**DESCRIPTION OF THE TASK**: Count the lines of the data below that contain the string "road", matching case exactly. Reply with the number alone.

**GIVEN ENTRIES**:
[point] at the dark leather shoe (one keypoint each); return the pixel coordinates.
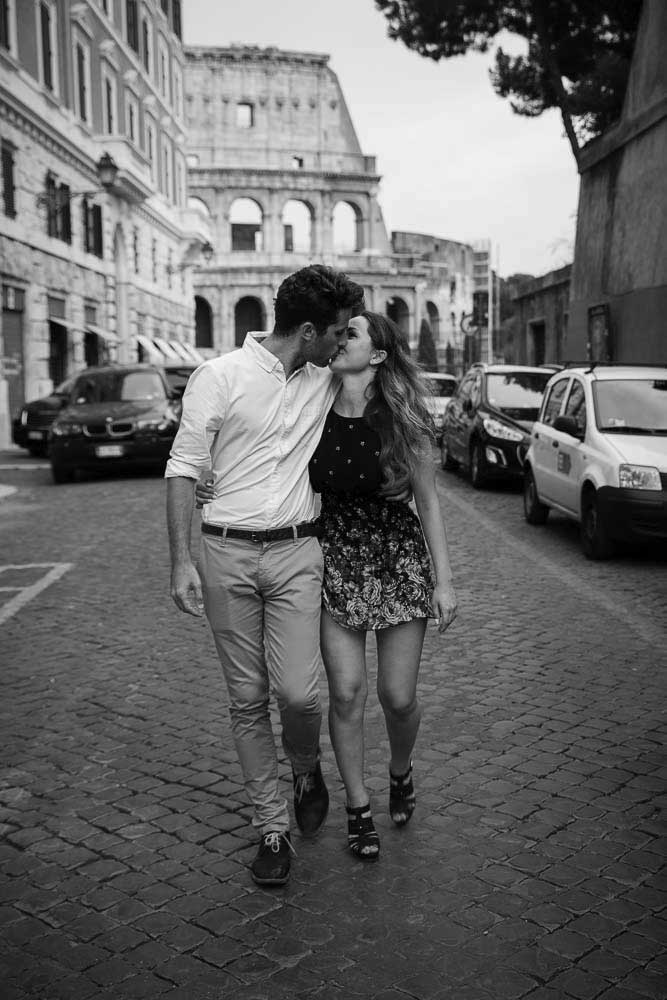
(272, 861)
(311, 801)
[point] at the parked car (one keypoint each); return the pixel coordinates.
(31, 425)
(443, 386)
(599, 455)
(116, 416)
(488, 421)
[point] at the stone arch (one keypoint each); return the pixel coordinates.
(297, 222)
(434, 320)
(246, 219)
(347, 227)
(248, 315)
(397, 310)
(203, 322)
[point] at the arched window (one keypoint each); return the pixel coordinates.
(346, 228)
(246, 221)
(248, 315)
(297, 227)
(203, 323)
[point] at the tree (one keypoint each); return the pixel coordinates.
(426, 352)
(578, 58)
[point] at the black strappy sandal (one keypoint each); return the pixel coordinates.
(402, 798)
(362, 838)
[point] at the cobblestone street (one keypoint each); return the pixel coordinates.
(534, 865)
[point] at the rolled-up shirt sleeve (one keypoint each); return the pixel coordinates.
(204, 406)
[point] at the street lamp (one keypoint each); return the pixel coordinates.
(56, 198)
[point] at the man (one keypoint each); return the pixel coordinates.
(254, 417)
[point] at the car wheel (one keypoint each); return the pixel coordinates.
(595, 540)
(61, 473)
(478, 476)
(534, 510)
(446, 460)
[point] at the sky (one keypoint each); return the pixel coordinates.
(455, 160)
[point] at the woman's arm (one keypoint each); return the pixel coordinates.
(430, 515)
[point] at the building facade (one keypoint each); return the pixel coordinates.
(274, 162)
(92, 268)
(619, 278)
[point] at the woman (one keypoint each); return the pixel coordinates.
(374, 455)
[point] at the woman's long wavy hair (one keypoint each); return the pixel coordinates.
(397, 405)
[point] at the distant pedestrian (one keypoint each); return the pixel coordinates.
(374, 454)
(254, 417)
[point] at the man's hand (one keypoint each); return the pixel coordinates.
(444, 606)
(204, 489)
(186, 589)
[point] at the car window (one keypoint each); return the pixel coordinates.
(517, 393)
(117, 386)
(576, 405)
(631, 405)
(554, 400)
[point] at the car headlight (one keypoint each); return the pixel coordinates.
(495, 429)
(639, 477)
(66, 430)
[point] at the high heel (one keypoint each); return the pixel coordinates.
(402, 798)
(362, 838)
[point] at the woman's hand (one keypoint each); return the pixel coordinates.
(204, 491)
(444, 605)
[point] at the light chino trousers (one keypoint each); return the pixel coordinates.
(262, 601)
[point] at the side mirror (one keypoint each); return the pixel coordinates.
(567, 425)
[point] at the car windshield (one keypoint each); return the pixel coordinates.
(631, 406)
(441, 386)
(517, 394)
(118, 386)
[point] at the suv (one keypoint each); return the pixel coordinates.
(30, 427)
(599, 455)
(116, 415)
(487, 422)
(442, 387)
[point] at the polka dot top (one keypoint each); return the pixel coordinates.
(347, 459)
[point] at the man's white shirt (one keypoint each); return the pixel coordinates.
(257, 431)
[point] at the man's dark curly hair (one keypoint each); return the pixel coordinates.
(315, 294)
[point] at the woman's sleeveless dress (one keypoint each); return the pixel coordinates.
(377, 571)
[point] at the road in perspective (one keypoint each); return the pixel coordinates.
(534, 865)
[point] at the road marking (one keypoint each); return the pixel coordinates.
(27, 594)
(639, 624)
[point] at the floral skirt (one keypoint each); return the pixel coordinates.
(377, 571)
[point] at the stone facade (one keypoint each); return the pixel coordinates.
(86, 270)
(619, 279)
(540, 321)
(275, 163)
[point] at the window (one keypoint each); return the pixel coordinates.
(576, 405)
(245, 115)
(109, 102)
(91, 221)
(8, 25)
(47, 45)
(553, 401)
(146, 44)
(132, 24)
(82, 80)
(8, 187)
(132, 118)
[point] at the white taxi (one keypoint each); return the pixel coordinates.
(598, 454)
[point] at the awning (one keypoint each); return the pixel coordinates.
(169, 354)
(179, 348)
(154, 355)
(105, 335)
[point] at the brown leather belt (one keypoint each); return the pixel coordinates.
(294, 531)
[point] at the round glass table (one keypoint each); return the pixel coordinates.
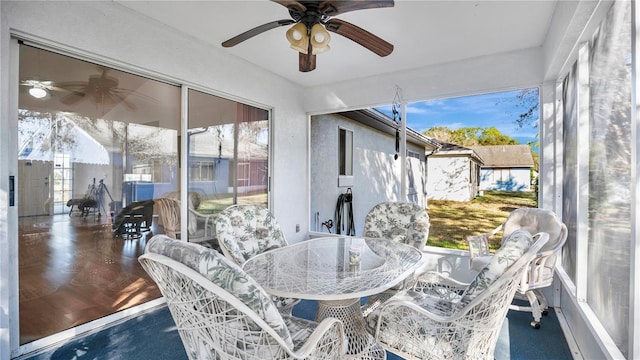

**SOLVED EXERCISE**: 2